--- Start of Task material ---
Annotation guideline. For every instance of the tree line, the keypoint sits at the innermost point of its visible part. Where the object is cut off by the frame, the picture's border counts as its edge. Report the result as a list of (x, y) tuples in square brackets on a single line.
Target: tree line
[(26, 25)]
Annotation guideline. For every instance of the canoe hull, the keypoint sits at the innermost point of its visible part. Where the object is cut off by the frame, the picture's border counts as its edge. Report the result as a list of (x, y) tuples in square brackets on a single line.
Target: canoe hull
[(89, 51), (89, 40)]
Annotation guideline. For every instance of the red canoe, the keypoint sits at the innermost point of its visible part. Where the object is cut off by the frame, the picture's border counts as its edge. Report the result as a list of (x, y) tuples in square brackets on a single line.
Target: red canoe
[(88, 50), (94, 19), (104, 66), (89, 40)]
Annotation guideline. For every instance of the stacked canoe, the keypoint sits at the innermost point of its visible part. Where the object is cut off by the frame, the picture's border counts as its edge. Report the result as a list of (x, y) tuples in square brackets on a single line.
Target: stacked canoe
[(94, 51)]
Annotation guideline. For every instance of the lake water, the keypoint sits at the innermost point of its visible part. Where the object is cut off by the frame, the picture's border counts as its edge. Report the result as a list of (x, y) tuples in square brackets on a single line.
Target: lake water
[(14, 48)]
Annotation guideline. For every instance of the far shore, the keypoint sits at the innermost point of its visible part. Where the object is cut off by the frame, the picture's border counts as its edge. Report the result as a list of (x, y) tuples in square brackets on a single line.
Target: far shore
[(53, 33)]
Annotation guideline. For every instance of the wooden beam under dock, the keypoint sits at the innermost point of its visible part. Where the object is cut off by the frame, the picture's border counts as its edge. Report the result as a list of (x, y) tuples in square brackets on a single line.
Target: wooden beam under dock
--- End of Task material ---
#### Problem to solve
Transcribe all of the lines above word for word, without changing anything.

#### Solution for this task
Annotation guideline. For every instance of the tree line, the keypoint sits at the innermost point of its visible part. Where the object is cut off by the frame, the picture's border counts as its edge. Report the result as a list of (x, y) tuples in square brackets on a single line.
Target: tree line
[(26, 25)]
Annotation guideline. For every instance of the canoe hull, the keypoint sits at the innermost point of its visible part. Where the object is cut off by the frame, the picture's border counts as its edge. Report the result as a list of (x, y) tuples in square brackets on a single line.
Target: canoe hull
[(89, 51), (89, 40)]
Annotation guideline. For every instance of the red canoe, the keypoint sits at the innermost point of its visible part. Where the object is cut off by the frame, the picture's border counts as its edge. Report the result as a list of (x, y) tuples in square brackets on a single line.
Target: red canoe
[(88, 50), (94, 19), (104, 66), (89, 40)]
Annotation guideline. For every instance of the stacked canoe, the keypoint sits at the innermost point of its visible part. Where the object is cut off by the frame, the picture's border counts as its edge. Report the result as a list of (x, y) tuples in square brackets on a single line.
Target: stacked canoe
[(94, 51)]
Annotation guideline. For every instance of the lake water, the keypoint sits at the innermost point of its visible part. Where the object is cut off by the frame, the picture's border counts as its edge. Report the result as a list of (x, y) tuples in square brackets on a single line.
Target: lake water
[(14, 48)]
Annotation guideline. For every instance of the far shore, the keypoint sits at the innermost point of its visible part. Where the object is cut off by the frame, the picture's border counts as its edge. Report the result as a list of (x, y) tuples in square brackets on a single line.
Target: far shore
[(53, 33)]
Annotation guideline. For every instance of the wooden beam under dock, the keypoint sits at the innermost point of its visible part. Where the object is cut off by the frame, the picture's border counts as its edge. Report the result as a list of (x, y) tuples in square brackets on a single line.
Target: wooden beam under dock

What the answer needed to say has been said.